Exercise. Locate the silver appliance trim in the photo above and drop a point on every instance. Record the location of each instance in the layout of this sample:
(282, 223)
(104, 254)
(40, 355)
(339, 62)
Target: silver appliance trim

§ **WRITTEN REQUEST**: Present the lines above as a numbered list, leaving out any blank lines.

§ **THE OUTPUT**:
1. Exercise. Locate the silver appliance trim in the photo above and drop a point on every instance. Record the location of each instance in the layout of this sample:
2. (282, 223)
3. (104, 254)
4. (40, 355)
5. (339, 62)
6. Target: silver appliance trim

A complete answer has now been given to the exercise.